* Required task
Copy the lines from the one with "of the wall-mounted" through the end of the material, renaming "pixel coordinates" as "image coordinates" and leaving everything else unchanged.

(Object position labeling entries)
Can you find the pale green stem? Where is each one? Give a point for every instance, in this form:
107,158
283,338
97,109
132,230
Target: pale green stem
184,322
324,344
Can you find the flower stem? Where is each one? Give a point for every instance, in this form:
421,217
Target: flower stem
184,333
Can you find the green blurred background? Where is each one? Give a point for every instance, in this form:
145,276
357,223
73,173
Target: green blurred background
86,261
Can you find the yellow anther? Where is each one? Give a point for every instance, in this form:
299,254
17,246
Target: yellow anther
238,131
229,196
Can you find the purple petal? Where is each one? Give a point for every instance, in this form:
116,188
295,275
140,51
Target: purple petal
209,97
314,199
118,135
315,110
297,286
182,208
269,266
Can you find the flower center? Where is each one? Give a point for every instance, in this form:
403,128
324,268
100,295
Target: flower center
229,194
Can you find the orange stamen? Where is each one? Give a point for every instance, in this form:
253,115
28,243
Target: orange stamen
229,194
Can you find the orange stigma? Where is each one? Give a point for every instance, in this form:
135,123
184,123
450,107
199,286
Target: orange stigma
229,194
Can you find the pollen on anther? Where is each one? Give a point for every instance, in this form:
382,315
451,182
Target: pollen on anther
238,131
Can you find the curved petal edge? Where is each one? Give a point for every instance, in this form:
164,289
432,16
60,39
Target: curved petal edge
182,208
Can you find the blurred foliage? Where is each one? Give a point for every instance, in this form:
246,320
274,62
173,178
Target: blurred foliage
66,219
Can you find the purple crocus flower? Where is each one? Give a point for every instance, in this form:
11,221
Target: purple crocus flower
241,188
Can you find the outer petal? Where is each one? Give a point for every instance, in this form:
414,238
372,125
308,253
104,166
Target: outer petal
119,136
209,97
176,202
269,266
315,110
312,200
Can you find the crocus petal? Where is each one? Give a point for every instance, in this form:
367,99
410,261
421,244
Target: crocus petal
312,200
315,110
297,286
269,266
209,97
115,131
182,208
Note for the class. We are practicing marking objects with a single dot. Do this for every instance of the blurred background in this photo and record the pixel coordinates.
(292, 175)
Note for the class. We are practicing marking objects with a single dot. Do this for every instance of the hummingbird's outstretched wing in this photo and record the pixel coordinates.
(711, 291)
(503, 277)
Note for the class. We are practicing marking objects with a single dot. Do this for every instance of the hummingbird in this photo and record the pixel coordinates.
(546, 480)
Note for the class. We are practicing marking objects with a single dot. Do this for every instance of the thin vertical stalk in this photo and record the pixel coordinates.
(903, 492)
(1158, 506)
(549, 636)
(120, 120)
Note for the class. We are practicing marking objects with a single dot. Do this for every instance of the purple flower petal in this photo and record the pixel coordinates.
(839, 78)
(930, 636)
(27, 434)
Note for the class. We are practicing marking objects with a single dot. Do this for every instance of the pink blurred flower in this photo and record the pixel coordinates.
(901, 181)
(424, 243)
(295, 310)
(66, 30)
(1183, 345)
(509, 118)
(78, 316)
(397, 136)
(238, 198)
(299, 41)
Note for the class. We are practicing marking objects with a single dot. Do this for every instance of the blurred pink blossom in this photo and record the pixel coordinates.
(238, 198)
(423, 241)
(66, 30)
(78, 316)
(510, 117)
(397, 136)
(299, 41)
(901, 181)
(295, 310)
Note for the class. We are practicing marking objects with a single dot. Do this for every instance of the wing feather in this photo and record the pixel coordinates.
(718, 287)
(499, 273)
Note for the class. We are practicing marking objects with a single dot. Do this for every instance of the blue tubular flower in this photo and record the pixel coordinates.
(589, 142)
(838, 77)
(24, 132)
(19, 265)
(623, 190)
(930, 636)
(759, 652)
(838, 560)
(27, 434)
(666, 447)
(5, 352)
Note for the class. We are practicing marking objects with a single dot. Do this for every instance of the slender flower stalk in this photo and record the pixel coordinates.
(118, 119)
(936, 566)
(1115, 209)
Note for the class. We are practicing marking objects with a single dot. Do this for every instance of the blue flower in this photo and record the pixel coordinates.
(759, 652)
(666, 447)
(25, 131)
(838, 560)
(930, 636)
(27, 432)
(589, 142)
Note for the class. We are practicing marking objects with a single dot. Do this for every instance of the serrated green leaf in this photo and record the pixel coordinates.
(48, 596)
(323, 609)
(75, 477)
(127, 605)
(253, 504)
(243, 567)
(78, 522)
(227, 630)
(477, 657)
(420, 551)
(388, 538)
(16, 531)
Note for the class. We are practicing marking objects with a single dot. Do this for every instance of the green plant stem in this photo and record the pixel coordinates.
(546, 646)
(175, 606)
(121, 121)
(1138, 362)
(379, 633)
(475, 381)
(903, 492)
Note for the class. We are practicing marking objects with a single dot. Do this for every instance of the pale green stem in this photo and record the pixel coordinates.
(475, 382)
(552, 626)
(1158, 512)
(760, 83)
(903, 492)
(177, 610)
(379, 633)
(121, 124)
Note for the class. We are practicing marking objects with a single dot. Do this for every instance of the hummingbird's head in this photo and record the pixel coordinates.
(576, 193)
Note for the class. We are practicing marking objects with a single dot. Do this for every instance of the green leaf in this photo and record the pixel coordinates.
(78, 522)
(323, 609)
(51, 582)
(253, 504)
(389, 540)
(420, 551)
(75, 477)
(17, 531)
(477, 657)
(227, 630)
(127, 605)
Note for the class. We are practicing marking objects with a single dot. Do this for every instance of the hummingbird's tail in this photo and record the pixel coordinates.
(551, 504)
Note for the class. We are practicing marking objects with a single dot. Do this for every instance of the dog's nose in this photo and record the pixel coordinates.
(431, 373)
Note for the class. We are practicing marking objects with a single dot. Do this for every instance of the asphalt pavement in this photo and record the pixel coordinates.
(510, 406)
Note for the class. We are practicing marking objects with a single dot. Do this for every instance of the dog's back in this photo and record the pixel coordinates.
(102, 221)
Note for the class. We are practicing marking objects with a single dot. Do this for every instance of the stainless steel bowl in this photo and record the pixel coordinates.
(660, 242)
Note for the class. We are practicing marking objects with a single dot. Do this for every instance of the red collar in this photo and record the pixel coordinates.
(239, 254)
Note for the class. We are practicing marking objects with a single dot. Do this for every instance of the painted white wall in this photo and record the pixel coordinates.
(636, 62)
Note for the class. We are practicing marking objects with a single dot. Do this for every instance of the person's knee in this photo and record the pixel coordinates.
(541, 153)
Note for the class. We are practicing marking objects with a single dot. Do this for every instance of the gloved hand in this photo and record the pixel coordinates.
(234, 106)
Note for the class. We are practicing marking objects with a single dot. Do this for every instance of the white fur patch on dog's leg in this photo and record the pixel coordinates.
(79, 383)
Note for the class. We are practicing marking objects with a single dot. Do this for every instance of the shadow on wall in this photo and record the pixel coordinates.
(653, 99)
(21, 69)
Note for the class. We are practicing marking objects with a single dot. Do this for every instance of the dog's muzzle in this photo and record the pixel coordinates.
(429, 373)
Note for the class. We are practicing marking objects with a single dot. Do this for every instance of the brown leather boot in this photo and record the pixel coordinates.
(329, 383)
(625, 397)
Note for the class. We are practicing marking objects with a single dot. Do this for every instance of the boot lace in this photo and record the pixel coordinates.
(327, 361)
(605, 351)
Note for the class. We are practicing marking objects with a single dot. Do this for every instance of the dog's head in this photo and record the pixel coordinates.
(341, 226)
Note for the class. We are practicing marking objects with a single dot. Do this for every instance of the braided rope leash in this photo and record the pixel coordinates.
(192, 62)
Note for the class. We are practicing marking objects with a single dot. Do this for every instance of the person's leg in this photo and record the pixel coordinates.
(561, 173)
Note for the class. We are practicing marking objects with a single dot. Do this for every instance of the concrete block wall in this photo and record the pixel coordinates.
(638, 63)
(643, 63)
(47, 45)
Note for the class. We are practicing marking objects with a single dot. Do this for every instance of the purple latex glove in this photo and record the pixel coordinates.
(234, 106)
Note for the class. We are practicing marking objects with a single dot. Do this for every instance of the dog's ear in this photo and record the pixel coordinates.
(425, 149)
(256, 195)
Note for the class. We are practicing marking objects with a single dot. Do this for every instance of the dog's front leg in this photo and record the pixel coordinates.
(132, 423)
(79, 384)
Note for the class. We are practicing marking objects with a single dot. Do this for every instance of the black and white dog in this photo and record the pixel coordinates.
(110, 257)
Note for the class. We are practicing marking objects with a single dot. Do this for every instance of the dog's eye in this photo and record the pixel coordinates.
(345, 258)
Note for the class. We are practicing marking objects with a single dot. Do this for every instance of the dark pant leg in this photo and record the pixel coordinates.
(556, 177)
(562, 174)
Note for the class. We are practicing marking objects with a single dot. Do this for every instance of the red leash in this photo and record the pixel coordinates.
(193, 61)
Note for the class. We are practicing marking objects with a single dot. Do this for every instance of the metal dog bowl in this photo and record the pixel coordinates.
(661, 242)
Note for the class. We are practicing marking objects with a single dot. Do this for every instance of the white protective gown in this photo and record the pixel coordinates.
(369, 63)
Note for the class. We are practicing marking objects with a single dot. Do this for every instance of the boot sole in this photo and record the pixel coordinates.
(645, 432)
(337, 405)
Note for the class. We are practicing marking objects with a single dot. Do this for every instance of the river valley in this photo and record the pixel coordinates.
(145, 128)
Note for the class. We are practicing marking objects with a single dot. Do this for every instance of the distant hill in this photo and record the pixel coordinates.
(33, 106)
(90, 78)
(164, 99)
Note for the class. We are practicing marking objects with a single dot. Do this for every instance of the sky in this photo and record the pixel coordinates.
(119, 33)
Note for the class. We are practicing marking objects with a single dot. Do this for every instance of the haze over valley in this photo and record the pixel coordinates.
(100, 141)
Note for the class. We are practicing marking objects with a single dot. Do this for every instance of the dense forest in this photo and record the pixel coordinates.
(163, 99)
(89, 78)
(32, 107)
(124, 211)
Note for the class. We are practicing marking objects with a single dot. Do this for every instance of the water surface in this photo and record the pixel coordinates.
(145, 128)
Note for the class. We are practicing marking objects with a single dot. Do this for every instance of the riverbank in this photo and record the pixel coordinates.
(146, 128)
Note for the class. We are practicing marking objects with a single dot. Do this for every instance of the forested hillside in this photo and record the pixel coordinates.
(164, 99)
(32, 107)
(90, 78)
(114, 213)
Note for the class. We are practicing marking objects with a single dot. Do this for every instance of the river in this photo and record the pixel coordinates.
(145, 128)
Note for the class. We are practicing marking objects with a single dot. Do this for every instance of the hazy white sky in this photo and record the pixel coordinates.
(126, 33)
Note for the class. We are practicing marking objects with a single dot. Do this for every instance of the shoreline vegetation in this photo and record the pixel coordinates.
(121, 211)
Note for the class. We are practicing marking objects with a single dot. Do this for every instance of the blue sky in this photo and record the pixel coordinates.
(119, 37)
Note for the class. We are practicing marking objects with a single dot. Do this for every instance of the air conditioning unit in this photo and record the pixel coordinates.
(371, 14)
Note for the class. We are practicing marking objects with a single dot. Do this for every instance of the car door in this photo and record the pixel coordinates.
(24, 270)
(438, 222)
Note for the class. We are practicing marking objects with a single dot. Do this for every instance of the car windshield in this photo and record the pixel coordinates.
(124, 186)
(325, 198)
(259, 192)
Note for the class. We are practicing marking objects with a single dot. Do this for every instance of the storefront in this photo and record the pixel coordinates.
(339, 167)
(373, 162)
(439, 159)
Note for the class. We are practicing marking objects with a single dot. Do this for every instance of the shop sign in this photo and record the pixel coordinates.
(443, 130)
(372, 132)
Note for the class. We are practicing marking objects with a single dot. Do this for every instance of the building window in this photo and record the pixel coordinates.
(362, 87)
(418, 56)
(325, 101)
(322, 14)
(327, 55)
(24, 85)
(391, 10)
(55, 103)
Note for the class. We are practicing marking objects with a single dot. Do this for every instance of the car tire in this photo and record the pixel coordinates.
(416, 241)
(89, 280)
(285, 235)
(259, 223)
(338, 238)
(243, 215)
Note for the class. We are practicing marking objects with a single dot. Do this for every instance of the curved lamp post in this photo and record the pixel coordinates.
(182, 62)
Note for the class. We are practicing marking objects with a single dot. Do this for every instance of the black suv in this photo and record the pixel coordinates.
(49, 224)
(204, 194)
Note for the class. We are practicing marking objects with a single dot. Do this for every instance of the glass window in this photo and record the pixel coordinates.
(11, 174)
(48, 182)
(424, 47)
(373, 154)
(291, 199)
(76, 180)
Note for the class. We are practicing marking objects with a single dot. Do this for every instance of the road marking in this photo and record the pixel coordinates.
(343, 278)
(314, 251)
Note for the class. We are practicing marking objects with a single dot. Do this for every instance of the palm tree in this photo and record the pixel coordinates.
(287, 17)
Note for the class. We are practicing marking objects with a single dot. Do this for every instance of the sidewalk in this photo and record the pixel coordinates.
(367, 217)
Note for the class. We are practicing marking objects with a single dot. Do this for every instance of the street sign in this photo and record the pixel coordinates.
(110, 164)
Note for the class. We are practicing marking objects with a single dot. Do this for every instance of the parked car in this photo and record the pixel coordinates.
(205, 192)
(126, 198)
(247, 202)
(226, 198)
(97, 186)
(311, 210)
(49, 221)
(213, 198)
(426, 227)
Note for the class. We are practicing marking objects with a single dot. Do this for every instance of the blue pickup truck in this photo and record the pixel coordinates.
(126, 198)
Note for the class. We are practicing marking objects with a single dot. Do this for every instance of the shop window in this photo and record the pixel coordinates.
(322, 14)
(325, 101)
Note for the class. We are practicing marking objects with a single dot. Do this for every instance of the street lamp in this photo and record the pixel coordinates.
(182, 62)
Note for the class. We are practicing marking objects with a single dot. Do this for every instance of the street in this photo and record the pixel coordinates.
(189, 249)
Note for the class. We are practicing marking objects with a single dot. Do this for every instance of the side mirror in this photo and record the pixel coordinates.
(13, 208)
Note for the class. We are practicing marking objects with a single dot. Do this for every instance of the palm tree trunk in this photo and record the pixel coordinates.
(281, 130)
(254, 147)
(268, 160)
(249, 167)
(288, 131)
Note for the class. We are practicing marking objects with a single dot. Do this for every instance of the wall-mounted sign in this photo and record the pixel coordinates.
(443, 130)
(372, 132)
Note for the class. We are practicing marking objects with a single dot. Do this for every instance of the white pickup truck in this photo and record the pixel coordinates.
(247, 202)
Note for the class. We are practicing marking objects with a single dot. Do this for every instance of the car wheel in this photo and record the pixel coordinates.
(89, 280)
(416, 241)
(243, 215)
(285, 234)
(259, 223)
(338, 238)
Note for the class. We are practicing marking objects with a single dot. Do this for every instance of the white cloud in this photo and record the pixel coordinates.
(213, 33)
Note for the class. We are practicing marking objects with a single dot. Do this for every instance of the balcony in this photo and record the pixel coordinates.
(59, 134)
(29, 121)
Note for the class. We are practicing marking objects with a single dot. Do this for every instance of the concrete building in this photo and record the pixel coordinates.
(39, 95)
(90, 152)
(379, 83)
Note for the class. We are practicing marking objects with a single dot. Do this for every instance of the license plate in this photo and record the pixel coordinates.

* Problem solution
Note for the class. We are practicing marking objects with a single dot. Do this for every instance of the wall-mounted sign in this photo and record the image coordinates.
(443, 130)
(372, 132)
Note for the class. We are practicing marking objects with a single dot. Do this for every instance of the white pickup truck in this photo and record the image coordinates.
(247, 202)
Note for the class. We are practicing marking objects with a single dot. Do this for every instance of the car wheel in this photo and record the image coordinates.
(89, 280)
(416, 241)
(243, 215)
(285, 234)
(259, 223)
(338, 238)
Note for the class. We are practicing marking objects with a single dot. Do this for every instance of the white cloud in this photo and record the image coordinates.
(213, 33)
Note for the class. We are practicing marking objects with a single dot. Do this for every instance of the balcony in this photo and record the image coordinates.
(59, 134)
(29, 121)
Note for the class. We are practicing marking objects with a single dot. Do this for every instance of the concrete building in this photo and record the image coordinates.
(39, 95)
(90, 152)
(379, 83)
Note for the class. We are practicing marking objects with a single dot. Do this for every instance of the license plate in this photo and record the image coordinates.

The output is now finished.